::: Extract provided

Kandy District
- League: National Super League

Personnel
- Captain: Pathum Nissanka

Team information
- City: Kandy
- Founded: 2017
- Home ground: Pallekele International Cricket Stadium

History
- First-class debut: Dambulla District in 2018 at Chilaw Marians Cricket Club Ground
- NSL 4-Day wins: 1
- NSL Limited Over wins: 0

= Kandy District cricket team =

Provincial cricket team in Sri Lanka

The Kandy District cricket team plays first-class and List A cricket in the Sri Lankan inter-provincial competitions. Though it is a district cricket team, it has no geographical base, rather 5 of the 26 clubs are clustered under this team. The team takes part in the National Super League 4-Day Tournament and the National Super League Limited Over Tournament. Pathum Nissanka is the current captain of the team for the 2024 season.

== Background ==
The team is made up of the top performers of the Major League Tournament and the Premier Limited Overs Tournament. Previously, the team used to take part in the inter-provincial tournaments till 2019. The team was formed in March 2017, when the Sri Lanka Cricket launched the Super Four Provincial Tournament for both longer version and limited overs cricket and announced Kandy District as one of the teams.

The inaugural List A match played by Kandy District was held on 15 March 2017 during the 2016–17 Districts One Day Tournament. The team competed in a first-class match for the first time on 30 March 2018, against Dambulla District in the 2017–18 Super Four Provincial Tournament. The first Twenty20 match was played by the team on 21 August 2018, against Dambulla in the 2018 SLC T20 League.

In January 2022, the SLC announced the addition of National Super League for both four-day and one-day cricket to its domestic structure, marking the return of Kandy in domestic cricket. Kandy District were crowned as the champions of the inaugural season of NSL 4-Day after the final match against Jaffna District was drawn and Kandy District won on first innings total.

== Formation ==
The team is formed of the following clubs:

- Nondescripts Cricket Club
- Chilaw Marians Cricket Club
- Ace Capital Cricket Club
- Sri Lanka Air Force Sports Club
- Kandy Customs Sports Club

== Current squad ==
The following squad was announced for the 2024 National Super League 4-Day Tournament.

::::::

** Exercise set **
a - How would you say the sentence "Pathum Nissanka is the current captain of the team for the 2024 season." from the article on the Kandy District cricket team in Spanish?
b - Could you edit the article on the Kandy District cricket team from "Provincial cricket team" up to and including "of the teams.", putting "leading players" in place of "top performers"?
The records play no part in this work.

::: Data shown

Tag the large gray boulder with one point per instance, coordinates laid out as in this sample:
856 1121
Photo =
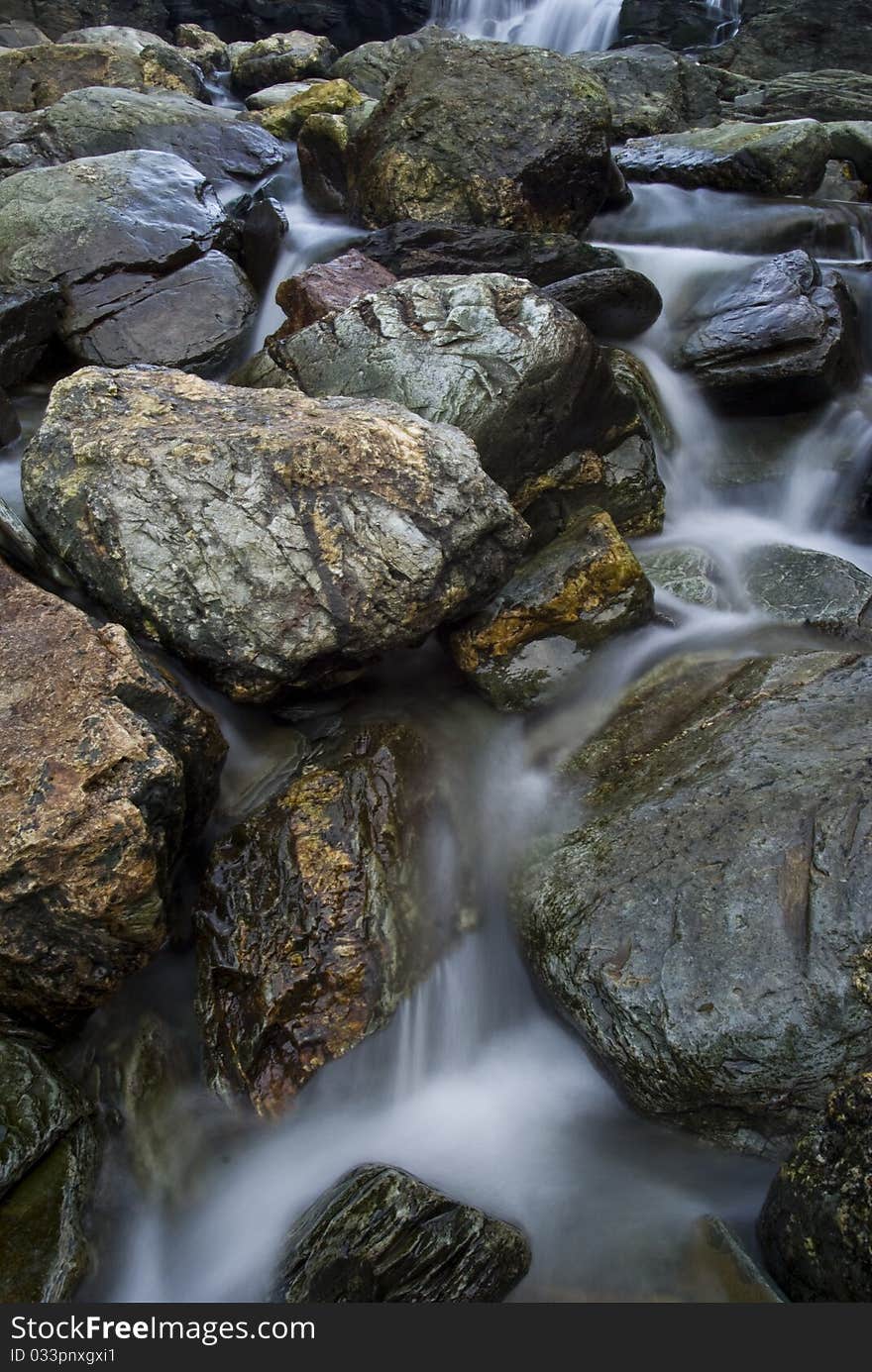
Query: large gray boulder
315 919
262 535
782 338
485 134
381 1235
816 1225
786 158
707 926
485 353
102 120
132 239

::::::
::: Data shown

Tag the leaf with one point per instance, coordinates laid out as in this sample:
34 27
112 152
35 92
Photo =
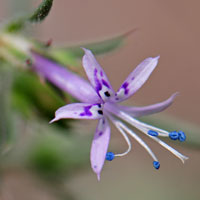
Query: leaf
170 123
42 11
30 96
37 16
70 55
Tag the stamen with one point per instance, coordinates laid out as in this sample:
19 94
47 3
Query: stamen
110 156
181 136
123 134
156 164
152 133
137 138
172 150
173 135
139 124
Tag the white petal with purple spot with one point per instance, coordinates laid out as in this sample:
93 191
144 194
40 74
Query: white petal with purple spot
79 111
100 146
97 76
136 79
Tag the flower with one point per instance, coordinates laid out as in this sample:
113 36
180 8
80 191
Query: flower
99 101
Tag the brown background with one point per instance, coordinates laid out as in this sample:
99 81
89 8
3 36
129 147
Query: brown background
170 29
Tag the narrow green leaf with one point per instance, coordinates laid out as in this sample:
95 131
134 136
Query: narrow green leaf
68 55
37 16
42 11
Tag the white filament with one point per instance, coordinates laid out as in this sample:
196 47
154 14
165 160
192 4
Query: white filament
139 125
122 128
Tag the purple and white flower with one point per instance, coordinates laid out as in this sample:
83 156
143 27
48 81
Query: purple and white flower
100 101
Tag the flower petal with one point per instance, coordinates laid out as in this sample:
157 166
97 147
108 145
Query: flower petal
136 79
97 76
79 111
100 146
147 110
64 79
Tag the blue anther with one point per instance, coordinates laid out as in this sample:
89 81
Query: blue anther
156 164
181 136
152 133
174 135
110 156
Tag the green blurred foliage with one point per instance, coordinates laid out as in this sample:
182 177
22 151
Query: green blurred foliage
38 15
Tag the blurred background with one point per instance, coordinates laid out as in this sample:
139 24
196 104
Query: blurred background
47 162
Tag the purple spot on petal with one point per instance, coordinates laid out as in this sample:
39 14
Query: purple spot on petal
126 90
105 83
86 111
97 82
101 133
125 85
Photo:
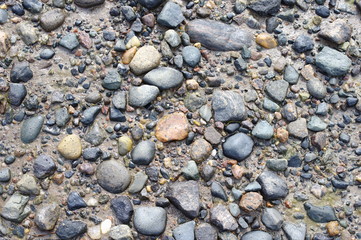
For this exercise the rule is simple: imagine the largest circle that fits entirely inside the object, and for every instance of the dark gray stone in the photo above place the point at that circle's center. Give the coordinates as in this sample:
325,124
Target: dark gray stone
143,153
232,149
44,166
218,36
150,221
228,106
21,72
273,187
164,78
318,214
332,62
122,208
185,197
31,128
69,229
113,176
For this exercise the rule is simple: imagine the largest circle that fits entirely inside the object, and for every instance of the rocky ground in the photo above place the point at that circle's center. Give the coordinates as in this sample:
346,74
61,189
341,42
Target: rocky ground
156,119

::::::

** Worked answers **
a - Pathum Nissanka es el capitán actual del equipo para la temporada 2024.

b -
Provincial cricket team in Sri Lanka

The Kandy District cricket team plays first-class and List A cricket in the Sri Lankan inter-provincial competitions. Though it is a district cricket team, it has no geographical base, rather 5 of the 26 clubs are clustered under this team. The team takes part in the National Super League 4-Day Tournament and the National Super League Limited Over Tournament. Pathum Nissanka is the current captain of the team for the 2024 season.

== Background ==
The team is made up of the leading players of the Major League Tournament and the Premier Limited Overs Tournament. Previously, the team used to take part in the inter-provincial tournaments till 2019. The team was formed in March 2017, when the Sri Lanka Cricket launched the Super Four Provincial Tournament for both longer version and limited overs cricket and announced Kandy District as one of the teams.